**TASK TO CARRY OUT**
According to the book review below, which publisher brought out the collection "Had Chahiye Saza Mein"?

**PASSAGE TO READ**
━━━━━━━━━━━━━━━━━━━━

A dozen of her selected short stories have recently been brought out as a book titled “Had Chahiye Saza Mein” published by Maktaba-e-Sher-o-Hikmat, Hyderabad, Andhra. It is available in this country too from Kitab Ghar, Chicago (Ph: 773-743-6005)
I finished reading the book in just two sittings. Better qualified literary critics have complimented the author on the artistic and technical qualities of her writings. My attention was arrested by their thematic contents.
Prima facie, each story appears to be self-contained like each couplet in a ghazal. But, Lali is not writing to entertain her readers; she has evidently picked up the pen to give vent to her revulsion against the incongruity and illogicality, hypocrisy and duality, partiality and conceit, in particular of the male members of the South Asian immigrant community in the US. She has underlined how the exposure to the seamy side of the American cultural system has aggravated further the conduct of some of them towards their spouses.
Writing appears to be a kind of catharsis for her cooped up feelings and suppressed emotions.
Her prime concern is the treatment meted out to the female sectors of society in a male-dominated world both in the East and the West. The following remarks made by the Pakistani lady to an American male in her story “Naqsh Faryadi”, epitomizes her feelings: “The free love (in America) has further soiled the life of people and placed them in a sort of solitary confinement. Women in this country entertain the false notion that they have acquired equal rights but little do they realize that even their self-respect has been snatched away from them…. Women are second-class citizens everywhere. In the Muslim countries, they are faceless creatures, without any identity, placed under shroud like veils and confined to the four walls of their houses. And, here (in the West) they are placed in casinos, nude-bars and on billboards for the entertainment of men. In the East, a woman is but a slave girl to serve her master. In the West she is his sexual plaything.”
In the above-mentioned story, the husband, a highly qualified Pakistani physician is so enamoured of the American way of life that he insists on his wife, also a well-educated Pakistani young lady, to participate in the game of wife-swapping. When her fidelity and trust in her husband is thus shattered, she feels like an ascetic nun being raped in a monastery.
In her very first story “Guddu” she tries to expose the physical and sexual abuse meted out to their female tenants by the landlords. She sketches the picture of a 13-year old girl, who has just matured. This young girl is then repeatedly raped by her elderly landlord and is made pregnant. The feudal ladies find no fault with the conduct of the old, lecherous rogue, but conspire to effect an abortion so that the reputation and prestige of the family remains unharmed. When the young girl dies in the primitive, painful process, they heave a sigh of relief and call it a ‘good-riddance’. Her father, reconciling to the situation, remarks: “To be a girl is a great mistake; and, a girl in a poor man’s house is nothing but a curse of god”. Her death puts an end to her misery. It is indeed better to have an end to misery than misery without end.

━━━━━━━━━━━━━━━━━━━━

**RAW DATA**
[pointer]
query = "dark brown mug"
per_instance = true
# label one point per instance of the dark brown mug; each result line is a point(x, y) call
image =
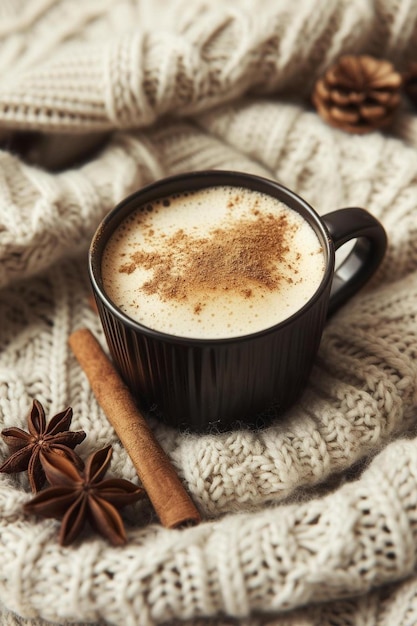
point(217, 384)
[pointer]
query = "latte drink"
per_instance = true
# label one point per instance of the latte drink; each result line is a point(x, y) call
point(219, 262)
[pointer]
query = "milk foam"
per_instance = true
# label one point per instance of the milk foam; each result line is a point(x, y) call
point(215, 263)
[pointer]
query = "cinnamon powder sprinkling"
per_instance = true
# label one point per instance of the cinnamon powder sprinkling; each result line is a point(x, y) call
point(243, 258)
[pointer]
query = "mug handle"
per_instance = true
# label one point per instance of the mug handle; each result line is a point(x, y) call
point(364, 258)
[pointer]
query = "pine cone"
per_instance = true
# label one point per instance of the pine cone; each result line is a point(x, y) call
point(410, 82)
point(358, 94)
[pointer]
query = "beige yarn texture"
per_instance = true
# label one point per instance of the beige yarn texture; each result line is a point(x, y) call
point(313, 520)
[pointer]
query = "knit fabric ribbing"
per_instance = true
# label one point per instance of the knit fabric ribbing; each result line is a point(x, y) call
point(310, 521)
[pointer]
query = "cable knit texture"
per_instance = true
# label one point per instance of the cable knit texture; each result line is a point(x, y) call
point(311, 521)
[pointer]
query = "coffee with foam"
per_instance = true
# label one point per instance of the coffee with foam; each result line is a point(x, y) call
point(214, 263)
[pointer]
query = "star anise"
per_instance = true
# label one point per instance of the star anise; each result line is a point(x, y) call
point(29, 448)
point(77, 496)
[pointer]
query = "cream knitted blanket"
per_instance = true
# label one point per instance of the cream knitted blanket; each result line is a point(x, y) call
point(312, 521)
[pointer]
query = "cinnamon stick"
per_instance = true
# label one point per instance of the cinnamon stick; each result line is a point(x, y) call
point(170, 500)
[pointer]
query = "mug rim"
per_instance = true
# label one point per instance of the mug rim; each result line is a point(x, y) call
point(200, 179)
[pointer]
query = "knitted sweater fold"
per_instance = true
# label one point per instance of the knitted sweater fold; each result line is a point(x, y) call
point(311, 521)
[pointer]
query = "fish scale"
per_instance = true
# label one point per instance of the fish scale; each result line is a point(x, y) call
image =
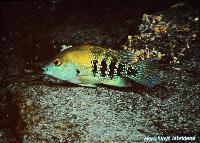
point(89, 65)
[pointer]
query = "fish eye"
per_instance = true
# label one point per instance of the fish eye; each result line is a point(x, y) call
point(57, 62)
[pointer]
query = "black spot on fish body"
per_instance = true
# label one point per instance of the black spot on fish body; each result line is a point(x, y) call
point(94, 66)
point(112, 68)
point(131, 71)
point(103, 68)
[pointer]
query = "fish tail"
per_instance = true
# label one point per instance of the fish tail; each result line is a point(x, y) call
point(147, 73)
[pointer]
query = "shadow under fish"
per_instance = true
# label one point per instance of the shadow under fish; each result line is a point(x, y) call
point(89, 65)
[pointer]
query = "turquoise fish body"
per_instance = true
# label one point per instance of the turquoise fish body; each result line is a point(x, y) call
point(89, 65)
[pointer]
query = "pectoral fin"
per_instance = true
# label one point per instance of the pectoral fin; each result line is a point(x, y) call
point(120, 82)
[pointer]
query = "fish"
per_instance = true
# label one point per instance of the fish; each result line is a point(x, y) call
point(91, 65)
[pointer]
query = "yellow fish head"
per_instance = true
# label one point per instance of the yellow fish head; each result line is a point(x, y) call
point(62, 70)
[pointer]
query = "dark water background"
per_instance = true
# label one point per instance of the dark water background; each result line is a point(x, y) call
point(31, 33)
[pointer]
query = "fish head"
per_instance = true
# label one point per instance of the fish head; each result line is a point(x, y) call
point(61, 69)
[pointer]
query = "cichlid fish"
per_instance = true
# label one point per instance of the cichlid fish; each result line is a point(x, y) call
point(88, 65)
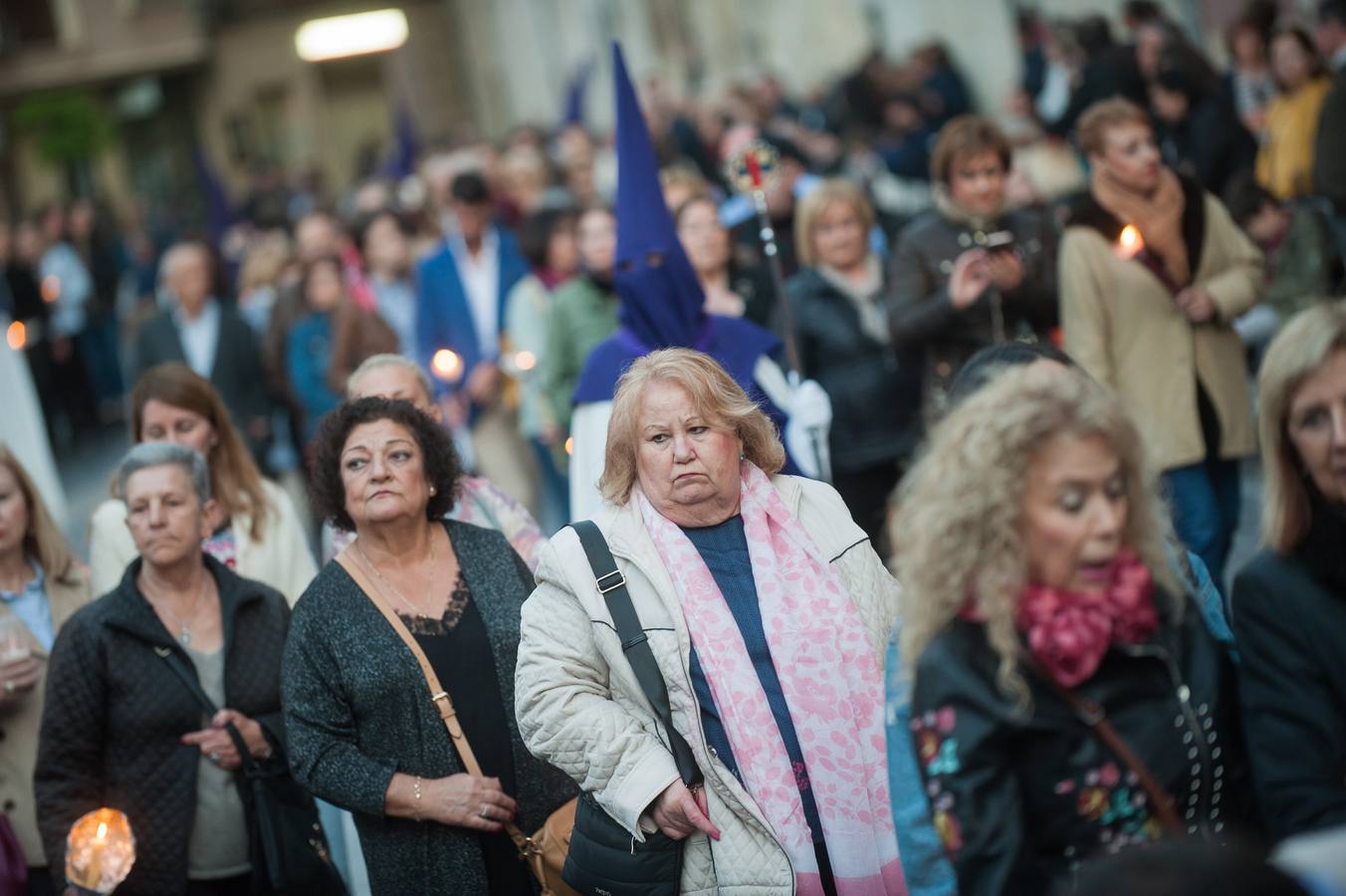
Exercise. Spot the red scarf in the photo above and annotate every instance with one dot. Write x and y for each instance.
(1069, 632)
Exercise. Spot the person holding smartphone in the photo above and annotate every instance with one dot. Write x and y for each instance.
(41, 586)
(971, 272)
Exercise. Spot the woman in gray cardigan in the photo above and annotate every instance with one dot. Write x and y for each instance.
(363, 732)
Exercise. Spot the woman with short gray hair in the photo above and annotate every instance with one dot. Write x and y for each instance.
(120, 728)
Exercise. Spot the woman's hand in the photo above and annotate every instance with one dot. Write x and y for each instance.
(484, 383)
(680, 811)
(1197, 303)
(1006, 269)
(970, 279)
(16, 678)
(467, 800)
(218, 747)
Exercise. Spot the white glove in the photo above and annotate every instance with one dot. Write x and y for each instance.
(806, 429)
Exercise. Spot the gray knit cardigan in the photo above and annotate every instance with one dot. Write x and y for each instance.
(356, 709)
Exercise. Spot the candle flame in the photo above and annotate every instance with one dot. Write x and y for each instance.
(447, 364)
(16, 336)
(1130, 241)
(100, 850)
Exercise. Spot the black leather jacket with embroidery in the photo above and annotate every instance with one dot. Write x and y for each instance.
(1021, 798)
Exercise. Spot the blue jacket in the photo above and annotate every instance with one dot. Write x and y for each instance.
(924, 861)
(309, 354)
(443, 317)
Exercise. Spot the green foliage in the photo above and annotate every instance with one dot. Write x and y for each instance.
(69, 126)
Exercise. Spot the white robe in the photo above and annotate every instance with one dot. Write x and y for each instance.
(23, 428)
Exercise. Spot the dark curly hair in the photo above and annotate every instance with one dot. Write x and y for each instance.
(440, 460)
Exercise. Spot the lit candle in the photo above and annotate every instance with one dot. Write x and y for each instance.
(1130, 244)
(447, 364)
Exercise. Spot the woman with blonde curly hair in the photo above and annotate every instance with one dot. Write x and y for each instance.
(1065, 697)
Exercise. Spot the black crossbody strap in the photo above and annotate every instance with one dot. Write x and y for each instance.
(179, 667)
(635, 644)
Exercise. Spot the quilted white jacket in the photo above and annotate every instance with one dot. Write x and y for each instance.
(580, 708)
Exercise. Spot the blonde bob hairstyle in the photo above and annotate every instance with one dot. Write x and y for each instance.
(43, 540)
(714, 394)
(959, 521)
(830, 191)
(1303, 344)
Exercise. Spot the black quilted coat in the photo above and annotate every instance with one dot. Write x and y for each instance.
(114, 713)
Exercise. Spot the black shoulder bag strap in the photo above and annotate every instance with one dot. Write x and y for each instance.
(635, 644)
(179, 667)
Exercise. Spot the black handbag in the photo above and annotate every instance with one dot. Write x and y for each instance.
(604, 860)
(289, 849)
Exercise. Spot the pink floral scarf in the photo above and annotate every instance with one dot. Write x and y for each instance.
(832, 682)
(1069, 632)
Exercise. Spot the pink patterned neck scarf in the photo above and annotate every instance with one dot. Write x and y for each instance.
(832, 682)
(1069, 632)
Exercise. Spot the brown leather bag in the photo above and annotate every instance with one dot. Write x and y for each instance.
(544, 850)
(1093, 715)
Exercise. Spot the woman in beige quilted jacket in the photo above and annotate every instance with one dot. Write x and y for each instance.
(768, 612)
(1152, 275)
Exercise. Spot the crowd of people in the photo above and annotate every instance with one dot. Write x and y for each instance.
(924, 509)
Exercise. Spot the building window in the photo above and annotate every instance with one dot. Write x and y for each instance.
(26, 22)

━━━━━━━━━━━━━━━━━━━━

**THE RESULT**
Maktaba-e-Sher-o-Hikmat, Hyderabad, Andhra